[start INPUT MATERIAL]

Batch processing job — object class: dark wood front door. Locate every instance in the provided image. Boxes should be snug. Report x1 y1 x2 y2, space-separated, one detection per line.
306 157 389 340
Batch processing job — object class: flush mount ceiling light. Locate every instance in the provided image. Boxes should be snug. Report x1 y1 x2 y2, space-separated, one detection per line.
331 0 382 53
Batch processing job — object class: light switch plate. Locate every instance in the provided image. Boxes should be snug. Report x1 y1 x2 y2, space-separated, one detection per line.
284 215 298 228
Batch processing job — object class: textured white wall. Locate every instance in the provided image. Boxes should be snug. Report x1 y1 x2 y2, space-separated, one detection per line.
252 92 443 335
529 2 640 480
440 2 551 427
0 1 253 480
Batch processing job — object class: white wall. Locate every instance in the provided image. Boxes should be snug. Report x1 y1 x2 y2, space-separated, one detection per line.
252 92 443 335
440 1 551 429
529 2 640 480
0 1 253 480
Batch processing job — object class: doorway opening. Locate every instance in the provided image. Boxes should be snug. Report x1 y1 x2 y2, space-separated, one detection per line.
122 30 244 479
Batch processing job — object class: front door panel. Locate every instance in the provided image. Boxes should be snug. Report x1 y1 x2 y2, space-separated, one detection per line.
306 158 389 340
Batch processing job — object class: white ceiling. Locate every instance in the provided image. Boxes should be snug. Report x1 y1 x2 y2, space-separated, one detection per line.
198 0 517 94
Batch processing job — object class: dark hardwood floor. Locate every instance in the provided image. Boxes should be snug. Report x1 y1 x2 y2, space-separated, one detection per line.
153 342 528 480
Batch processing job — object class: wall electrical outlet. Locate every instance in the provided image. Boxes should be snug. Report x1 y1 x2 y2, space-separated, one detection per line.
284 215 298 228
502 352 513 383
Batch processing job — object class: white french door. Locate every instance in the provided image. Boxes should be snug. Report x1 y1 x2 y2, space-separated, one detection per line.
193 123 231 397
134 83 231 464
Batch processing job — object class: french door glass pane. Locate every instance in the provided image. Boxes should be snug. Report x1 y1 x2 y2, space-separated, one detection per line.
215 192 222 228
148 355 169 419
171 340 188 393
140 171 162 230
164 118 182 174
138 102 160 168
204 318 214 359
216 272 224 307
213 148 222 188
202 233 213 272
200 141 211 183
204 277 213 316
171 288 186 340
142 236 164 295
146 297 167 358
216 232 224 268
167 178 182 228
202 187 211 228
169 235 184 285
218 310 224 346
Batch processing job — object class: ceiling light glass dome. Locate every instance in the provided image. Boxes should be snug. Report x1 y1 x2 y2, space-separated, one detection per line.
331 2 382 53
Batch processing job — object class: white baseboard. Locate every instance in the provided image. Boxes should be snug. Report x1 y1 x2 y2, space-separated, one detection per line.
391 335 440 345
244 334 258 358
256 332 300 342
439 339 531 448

[end INPUT MATERIAL]

=== DIRECTIONS ===
Filter the rows above, keeping each line that contains the string "front" and copying those lines unchanged. The match is case-sensitive.

=== CORRECT RESPONSE ===
Batch processing job — object class: dark wood front door. Locate every instance in the provided image. Boxes should be snug. Report x1 y1 x2 y2, space-separated, one detection per line.
Batch processing job — object class: front door panel. Locate every instance in the provided image. Boxes should be snug. Report x1 y1 x2 y2, space-separated, one detection per line.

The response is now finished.